Whenever a line below mentions the word "sleeve", that line should be copied.

========

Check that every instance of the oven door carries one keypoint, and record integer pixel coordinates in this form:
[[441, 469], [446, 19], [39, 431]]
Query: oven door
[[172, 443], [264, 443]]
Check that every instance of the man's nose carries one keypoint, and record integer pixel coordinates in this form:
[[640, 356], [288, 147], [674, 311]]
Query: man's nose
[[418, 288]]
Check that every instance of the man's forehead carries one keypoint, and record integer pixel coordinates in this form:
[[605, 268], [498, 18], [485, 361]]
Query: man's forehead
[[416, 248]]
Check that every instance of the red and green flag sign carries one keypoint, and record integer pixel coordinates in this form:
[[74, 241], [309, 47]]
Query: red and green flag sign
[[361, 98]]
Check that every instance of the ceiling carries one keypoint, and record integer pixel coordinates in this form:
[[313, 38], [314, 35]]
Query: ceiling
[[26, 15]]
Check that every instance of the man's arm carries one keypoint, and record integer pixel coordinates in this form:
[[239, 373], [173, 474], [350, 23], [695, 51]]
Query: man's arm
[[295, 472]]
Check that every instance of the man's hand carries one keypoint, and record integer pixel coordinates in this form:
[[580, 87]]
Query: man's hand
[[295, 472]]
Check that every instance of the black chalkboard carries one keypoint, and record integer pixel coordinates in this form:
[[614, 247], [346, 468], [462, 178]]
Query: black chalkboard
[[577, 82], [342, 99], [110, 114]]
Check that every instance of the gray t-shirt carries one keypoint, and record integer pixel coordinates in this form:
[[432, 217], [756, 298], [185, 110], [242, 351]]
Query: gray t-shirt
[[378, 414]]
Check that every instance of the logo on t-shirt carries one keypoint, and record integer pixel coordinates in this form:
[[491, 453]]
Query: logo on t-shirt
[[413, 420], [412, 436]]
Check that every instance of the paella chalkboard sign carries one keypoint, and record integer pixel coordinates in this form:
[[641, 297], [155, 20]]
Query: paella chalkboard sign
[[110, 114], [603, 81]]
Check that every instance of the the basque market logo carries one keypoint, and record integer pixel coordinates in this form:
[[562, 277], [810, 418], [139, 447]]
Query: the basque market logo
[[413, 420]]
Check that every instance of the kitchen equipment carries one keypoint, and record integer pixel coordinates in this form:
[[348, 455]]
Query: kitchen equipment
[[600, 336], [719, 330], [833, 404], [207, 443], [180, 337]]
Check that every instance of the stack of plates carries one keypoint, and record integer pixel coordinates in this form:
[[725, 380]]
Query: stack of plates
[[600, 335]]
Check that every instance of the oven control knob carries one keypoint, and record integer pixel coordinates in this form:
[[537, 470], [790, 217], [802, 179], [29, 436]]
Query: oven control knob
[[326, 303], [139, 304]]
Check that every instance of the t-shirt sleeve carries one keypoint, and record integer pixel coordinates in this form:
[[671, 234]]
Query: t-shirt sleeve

========

Reply –
Check that every instance of the t-shirt sleeve carries one keypoint, and record integer pixel coordinates in this form:
Query: t-shirt sleeve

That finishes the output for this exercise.